• **PROBLEM DESCRIPTION**
Copy the data from the line that contains "black car, dropping" to its last line, exactly, including both of those lines and leaving out everything before.

• **PROVIDED RECORDS**
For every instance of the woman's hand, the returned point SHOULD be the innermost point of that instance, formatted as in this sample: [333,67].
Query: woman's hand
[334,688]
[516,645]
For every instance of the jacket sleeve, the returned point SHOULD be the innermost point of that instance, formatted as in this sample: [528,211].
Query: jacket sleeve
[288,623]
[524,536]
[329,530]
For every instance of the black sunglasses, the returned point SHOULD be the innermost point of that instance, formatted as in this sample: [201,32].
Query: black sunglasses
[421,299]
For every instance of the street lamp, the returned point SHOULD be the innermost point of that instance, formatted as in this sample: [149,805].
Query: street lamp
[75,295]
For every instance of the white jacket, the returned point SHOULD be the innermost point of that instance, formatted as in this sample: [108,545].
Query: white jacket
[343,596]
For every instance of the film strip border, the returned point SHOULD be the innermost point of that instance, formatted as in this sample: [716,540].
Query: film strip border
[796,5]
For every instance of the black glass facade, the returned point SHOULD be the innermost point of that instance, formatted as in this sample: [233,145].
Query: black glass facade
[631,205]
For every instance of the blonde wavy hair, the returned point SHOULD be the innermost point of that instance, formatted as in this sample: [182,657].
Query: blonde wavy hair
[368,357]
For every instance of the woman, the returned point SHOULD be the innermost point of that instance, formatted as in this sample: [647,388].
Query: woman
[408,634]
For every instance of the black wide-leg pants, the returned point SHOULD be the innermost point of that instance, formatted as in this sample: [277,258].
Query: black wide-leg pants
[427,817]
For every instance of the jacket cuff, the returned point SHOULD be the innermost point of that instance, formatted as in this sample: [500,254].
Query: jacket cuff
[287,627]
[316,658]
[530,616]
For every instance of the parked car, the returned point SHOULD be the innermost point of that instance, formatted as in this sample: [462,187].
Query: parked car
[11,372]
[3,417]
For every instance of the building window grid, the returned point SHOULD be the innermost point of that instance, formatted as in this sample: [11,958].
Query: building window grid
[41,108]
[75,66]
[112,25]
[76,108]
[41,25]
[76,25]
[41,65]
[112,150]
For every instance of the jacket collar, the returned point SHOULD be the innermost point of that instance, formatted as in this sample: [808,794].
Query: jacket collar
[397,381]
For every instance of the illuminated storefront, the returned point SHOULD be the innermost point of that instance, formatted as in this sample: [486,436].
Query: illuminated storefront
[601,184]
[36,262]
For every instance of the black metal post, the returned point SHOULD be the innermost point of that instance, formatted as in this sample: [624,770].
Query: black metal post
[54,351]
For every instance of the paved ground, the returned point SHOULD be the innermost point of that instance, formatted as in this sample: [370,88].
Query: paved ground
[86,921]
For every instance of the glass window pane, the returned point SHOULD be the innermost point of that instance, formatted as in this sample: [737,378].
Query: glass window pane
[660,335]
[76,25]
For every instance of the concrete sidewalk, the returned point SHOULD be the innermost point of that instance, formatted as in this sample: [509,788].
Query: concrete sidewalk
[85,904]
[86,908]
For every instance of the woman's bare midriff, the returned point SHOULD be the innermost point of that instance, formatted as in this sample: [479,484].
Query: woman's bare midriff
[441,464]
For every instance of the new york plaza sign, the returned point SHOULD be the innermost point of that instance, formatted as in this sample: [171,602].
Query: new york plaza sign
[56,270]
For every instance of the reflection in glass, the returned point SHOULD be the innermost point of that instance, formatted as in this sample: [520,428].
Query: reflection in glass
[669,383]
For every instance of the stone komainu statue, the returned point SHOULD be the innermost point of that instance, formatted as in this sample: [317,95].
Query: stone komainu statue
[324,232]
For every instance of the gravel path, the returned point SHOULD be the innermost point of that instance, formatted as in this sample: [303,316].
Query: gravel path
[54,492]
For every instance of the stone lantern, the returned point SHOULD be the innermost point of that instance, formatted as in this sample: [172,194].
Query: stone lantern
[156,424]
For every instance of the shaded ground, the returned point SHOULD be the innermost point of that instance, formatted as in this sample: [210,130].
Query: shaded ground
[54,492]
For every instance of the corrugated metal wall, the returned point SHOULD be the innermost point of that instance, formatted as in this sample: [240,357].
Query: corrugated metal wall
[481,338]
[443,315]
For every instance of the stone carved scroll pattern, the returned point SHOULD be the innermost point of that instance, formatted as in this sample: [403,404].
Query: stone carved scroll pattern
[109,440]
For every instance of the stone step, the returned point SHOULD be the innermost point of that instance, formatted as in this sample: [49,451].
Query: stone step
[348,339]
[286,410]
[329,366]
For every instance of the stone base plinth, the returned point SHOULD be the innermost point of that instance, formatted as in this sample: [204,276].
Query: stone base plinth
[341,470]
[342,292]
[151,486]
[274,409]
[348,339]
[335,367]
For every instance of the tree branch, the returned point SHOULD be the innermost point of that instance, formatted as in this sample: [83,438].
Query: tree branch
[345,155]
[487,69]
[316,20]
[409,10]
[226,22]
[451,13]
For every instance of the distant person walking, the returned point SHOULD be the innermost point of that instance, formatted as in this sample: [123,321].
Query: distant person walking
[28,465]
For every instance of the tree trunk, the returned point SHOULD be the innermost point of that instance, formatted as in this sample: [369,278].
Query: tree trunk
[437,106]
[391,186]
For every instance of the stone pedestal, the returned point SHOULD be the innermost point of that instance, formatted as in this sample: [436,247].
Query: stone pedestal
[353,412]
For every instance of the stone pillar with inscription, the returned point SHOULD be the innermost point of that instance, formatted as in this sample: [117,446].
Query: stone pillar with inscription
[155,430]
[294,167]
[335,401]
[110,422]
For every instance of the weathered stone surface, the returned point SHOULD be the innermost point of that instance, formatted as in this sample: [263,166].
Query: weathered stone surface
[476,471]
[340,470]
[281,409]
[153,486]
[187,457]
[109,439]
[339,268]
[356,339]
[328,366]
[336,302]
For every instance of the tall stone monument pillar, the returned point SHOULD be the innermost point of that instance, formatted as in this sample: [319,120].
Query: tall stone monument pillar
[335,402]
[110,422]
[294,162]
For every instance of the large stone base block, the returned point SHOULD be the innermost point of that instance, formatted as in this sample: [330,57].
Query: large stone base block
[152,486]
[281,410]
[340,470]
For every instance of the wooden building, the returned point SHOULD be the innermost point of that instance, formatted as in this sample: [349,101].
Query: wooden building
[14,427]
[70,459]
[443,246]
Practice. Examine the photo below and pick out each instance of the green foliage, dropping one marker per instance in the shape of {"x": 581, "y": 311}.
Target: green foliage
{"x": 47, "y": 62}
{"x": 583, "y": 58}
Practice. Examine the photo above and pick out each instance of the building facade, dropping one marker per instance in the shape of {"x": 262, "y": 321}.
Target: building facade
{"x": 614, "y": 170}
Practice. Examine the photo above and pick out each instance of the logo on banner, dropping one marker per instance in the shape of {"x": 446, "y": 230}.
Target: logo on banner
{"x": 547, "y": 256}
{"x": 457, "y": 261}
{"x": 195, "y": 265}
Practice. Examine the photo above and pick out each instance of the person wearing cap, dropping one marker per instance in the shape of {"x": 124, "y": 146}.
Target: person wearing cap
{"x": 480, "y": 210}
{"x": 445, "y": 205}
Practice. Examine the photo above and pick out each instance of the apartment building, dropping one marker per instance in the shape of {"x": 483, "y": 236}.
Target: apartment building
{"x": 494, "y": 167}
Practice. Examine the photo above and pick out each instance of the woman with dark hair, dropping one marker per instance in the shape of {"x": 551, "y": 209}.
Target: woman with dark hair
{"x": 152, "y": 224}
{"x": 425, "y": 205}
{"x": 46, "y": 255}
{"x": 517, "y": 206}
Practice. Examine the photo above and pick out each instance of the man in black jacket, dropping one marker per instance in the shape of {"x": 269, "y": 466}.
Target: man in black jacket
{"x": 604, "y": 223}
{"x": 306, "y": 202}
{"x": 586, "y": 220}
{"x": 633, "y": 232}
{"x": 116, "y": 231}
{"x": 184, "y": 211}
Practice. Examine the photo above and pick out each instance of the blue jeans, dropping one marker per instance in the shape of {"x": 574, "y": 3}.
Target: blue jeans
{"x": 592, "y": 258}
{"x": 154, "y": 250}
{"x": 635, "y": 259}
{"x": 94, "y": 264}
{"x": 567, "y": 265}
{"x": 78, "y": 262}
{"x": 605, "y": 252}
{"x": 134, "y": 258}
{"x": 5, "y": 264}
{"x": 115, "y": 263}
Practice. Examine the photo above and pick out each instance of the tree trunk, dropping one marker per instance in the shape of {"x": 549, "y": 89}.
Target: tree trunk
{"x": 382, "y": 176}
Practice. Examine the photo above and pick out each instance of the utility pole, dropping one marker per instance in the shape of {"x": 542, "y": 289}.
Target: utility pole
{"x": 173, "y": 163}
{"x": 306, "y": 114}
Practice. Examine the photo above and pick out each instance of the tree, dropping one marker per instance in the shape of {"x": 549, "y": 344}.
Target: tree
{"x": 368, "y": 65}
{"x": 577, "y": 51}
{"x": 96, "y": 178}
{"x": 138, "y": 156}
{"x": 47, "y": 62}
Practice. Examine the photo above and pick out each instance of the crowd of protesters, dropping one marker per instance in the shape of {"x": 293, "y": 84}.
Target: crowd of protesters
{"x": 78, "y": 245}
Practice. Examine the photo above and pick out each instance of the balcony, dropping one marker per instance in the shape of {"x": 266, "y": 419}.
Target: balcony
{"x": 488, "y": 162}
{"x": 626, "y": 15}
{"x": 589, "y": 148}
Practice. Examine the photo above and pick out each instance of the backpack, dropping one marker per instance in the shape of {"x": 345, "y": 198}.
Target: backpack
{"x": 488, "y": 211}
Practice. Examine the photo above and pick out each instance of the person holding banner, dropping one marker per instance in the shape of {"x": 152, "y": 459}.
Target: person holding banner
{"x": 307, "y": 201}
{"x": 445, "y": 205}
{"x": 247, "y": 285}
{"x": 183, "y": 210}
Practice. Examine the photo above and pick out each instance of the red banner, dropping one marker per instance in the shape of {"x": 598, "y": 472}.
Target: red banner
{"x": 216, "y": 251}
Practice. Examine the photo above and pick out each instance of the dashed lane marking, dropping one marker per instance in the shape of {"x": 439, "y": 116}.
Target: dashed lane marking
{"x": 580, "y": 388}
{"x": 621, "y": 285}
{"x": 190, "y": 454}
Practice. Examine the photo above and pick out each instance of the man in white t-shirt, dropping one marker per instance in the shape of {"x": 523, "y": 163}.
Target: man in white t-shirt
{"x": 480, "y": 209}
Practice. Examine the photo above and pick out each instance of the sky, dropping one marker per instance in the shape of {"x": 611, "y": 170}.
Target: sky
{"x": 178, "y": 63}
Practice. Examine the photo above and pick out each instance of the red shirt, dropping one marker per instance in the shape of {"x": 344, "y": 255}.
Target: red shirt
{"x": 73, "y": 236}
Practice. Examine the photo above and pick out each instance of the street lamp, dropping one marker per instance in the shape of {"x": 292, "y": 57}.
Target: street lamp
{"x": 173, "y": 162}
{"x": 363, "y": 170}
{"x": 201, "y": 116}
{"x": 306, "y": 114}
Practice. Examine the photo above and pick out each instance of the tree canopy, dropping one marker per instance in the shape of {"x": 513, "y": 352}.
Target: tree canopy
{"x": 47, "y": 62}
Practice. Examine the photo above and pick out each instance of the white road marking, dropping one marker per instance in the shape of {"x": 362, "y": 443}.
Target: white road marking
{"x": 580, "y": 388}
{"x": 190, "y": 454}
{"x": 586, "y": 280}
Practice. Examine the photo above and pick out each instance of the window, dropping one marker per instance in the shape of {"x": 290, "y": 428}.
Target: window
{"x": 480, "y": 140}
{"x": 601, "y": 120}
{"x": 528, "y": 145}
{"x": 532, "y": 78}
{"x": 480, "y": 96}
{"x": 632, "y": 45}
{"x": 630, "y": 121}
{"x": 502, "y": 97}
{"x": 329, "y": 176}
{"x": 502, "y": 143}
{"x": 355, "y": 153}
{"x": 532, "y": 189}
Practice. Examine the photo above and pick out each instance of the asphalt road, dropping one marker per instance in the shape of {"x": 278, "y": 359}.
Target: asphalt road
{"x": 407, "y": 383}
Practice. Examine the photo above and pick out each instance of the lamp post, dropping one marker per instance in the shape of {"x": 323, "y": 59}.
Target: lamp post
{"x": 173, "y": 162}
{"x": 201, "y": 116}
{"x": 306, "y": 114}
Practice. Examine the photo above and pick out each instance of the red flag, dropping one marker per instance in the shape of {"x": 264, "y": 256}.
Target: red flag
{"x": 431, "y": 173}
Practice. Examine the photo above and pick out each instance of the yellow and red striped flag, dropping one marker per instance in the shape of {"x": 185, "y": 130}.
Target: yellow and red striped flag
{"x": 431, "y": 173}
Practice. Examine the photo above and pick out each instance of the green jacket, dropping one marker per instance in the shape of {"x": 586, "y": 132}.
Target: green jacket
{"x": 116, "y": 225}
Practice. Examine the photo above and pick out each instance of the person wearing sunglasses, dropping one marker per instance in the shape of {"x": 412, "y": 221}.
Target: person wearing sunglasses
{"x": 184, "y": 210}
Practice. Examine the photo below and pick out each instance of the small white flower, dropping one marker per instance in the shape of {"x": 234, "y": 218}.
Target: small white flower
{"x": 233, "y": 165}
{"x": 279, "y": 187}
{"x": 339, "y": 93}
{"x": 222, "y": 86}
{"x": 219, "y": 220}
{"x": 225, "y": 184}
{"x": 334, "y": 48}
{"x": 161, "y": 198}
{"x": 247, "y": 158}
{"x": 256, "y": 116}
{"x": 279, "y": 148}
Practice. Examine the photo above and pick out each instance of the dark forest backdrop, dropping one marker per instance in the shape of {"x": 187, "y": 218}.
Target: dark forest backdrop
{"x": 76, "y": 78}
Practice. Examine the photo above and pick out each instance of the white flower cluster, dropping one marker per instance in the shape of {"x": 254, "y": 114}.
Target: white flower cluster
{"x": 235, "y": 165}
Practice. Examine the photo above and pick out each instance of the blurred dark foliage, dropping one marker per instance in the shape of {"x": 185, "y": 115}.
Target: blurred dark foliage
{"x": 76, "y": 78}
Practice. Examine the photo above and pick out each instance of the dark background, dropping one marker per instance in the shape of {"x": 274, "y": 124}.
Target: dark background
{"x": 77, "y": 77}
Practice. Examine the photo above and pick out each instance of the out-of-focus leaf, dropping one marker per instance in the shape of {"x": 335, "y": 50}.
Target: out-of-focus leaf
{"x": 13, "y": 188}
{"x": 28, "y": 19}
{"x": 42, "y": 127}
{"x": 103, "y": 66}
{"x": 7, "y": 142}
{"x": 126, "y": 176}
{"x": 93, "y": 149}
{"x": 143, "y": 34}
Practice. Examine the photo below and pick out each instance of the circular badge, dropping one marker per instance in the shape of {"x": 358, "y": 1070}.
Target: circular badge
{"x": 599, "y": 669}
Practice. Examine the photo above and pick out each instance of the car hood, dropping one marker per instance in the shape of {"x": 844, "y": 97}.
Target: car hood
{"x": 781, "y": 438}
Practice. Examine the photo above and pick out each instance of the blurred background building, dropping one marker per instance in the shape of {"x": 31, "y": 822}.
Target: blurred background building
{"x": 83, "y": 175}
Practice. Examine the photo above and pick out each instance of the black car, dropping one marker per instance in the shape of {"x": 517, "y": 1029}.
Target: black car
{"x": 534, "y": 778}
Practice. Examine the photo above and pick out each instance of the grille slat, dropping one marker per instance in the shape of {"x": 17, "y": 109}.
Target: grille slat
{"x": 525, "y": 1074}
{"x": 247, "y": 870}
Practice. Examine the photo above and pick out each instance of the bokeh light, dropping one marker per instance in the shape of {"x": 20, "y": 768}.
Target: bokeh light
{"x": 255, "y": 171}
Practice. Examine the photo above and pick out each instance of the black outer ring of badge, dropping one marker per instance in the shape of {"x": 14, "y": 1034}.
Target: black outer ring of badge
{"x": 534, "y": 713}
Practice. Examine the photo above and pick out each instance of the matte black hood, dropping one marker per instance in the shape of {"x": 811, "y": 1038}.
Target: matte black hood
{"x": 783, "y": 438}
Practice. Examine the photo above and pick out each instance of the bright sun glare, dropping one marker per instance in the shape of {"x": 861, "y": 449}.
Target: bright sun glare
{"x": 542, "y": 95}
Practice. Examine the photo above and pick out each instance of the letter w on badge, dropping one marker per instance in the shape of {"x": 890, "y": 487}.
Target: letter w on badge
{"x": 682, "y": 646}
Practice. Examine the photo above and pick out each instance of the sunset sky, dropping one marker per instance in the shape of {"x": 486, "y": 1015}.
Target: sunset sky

• **THE SOLUTION**
Practice. Examine the photo above and pick out each instance of the black car, dropping one marker per instance in the shape of {"x": 517, "y": 1029}.
Target: black car
{"x": 534, "y": 778}
Practice. Examine the photo above and pick out each instance of the grille slat, dropping one marker per instance in the shape of {"x": 17, "y": 109}.
Target: grille slat
{"x": 525, "y": 1074}
{"x": 247, "y": 870}
Practice. Examine the photo above and pick out each instance of the bokeh light, dropping one marker per instance in the shape of {"x": 20, "y": 768}.
Target: bokeh light
{"x": 255, "y": 171}
Practice. Examine the photo above and pick out each instance of the black outer ring of badge, dropping one marker per instance in the shape of {"x": 14, "y": 1034}.
Target: black outer ring of badge
{"x": 534, "y": 713}
Practice. Examine the photo above and pick out each instance of the matte black hood, dropping one marker per instance in the shape of {"x": 811, "y": 1038}.
Target: matte black hood
{"x": 783, "y": 438}
Practice. Examine the photo above and pick out each instance of the bright sun glare, dropping one marker per instance in the shape of {"x": 861, "y": 449}.
Target: bright sun glare
{"x": 542, "y": 95}
Practice. Examine the photo above and pick out each instance of the letter w on badge, dropping one marker per instance in the shape of {"x": 890, "y": 487}.
Target: letter w on badge
{"x": 682, "y": 646}
Practice. Examine the photo above and pick out each instance of the sunset sky, dropping one marker per instance in the shape of {"x": 486, "y": 1015}.
Target: sunset sky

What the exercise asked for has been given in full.